● TAREA A
Cita literalmente todas las líneas de los registros, sin omitir ninguna.

● FRAGMENTO SELECCIONADO
::::::::
Nadie duda que la ciencia y la tecnología aportan el principal sustento a los mercaderes de la innovación. Así parece expresarlo la estatua Spirit of innovation, exhibiendo la imagen de un científico como la misma personificación de la Aventura Americana en el pabellón World Showcase del parque temático al que Walt Disney bautizó como Epcot (Epcot alude a la visión del también innovador cineasta que pensó en un "prototipo experimental de la comunidad del futuro”, Experimental Prototype Community Of Tomorrow). Su bata y los artilugios de laboratorio que lo rodean nos hacen pensar, ¿qué nuevo invento se trae entre manos este señor?
Palabras como genialidad, invención y creatividad suelen asociarse indiscriminadamente a la capacidad para innovar. Pero, ¿es esa la definición de innovación? Si a etimologías nos remitimos, innovar proviene del latín innovare, que significa cambiar o alterar las cosas introduciendo novedades. El diccionario de la Real Academia Española coincide con esta conceptualización. No obstante es la economía quien, como un lujurioso sátiro, se ha apoderado de su esencia de ninfa y también de su paternidad, definiéndola como: la introducción por primera vez con éxito en el mercado, la sociedad o la comunidad de una idea, en forma de nuevos o mejorados productos, procesos, servicios o técnicas de gestión y organización.
El manual de Frascati, publicado en 1992 por la OCDE (Organización para la Cooperación y el Desarrollo Económico) viene a decir más o menos lo mismo, indicando que la innovación es la transformación de una idea en un producto vendible nuevo o mejorado o en un proceso operativo en la industria y en el comercio o en un nuevo método o tipo de servicio social. En otras palabras, la innovación es todo cambio, basado en el conocimiento, que genera valor o, dicho en forma aún más simple, una idea que se vende.
Fue el economista austríaco Joseph Alois Schumpeter el primero en destacar la importancia de los fenómenos tecnológicos en el crecimiento económico, diferenciando qué es y qué no es innovación. Desde su punto de vista, sólo se consideran innovaciones tecnológicas la introducción en el mercado de un nuevo bien o de un nuevo método de producción o una nueva forma de tratar comercialmente un nuevo producto, aunque también representen innovaciones la apertura de un nuevo mercado, la conquista de una nueva fuente de suministro de materias primas o la implantación de una nueva estructura en un mercado, como por ejemplo, la creación de una posición de monopolio.
Impensable imaginar un mundo en el que no se hubieran inventado, fabricado (y vendido) automóviles, aeroplanos, refrigeradores, teléfonos, televisores, ordenadores… por mencionar algunas de las innovaciones tecnológicas más importantes de nuestra historia. O, yendo aún más lejos, ¿dónde estaríamos sin innovaciones como la agricultura, la rueda y el compás de navegación?
Resulta apasionante hurgar hechos y fenómenos que a lo largo de los siglos han contribuido a mutar esto que llamamos realidad.
::::::::
● LISTADO
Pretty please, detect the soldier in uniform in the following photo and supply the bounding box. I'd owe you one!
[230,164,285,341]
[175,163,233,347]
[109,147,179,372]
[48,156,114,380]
::::::::
● TAREA B
Imprime sin cambios el pasaje del texto sobre la innovación que está entre "Nadie duda que" y "manos este señor?", ambos incluidos.

● RESPUESTA FINAL A
Pretty please, detect the soldier in uniform in the following photo and supply the bounding box. I'd owe you one!
[230,164,285,341]
[175,163,233,347]
[109,147,179,372]
[48,156,114,380]

● RESPUESTA FINAL B
Nadie duda que la ciencia y la tecnología aportan el principal sustento a los mercaderes de la innovación. Así parece expresarlo la estatua Spirit of innovation, exhibiendo la imagen de un científico como la misma personificación de la Aventura Americana en el pabellón World Showcase del parque temático al que Walt Disney bautizó como Epcot (Epcot alude a la visión del también innovador cineasta que pensó en un "prototipo experimental de la comunidad del futuro”, Experimental Prototype Community Of Tomorrow). Su bata y los artilugios de laboratorio que lo rodean nos hacen pensar, ¿qué nuevo invento se trae entre manos este señor?